Do this – Put each line of the material below into a Markdown table with the columns Row and Line, numbering the rows and skipping blank lines. Keep the pictures out of your answer.

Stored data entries

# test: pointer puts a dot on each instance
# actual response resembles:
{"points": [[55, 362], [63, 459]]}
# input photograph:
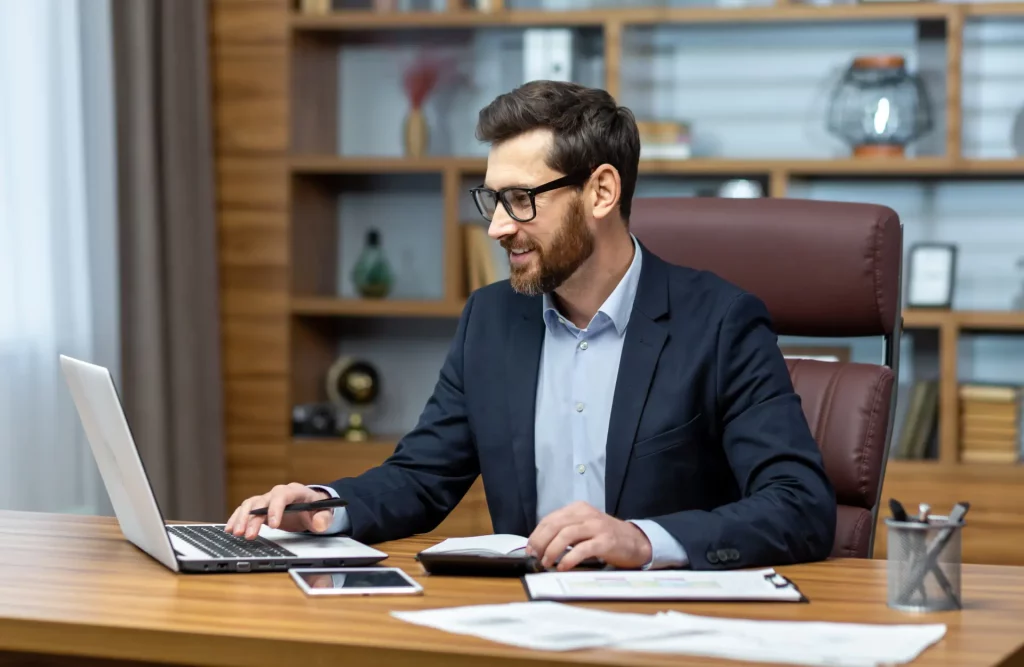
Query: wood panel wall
{"points": [[249, 41]]}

Written response –
| Row | Line |
|---|---|
| 1 | # test: pointer puts a dot on each instance |
| 2 | # actual response resembles: |
| 3 | {"points": [[55, 362], [63, 459]]} |
| 4 | # input photograph: |
| 5 | Query: wood panel wall |
| 6 | {"points": [[249, 41]]} |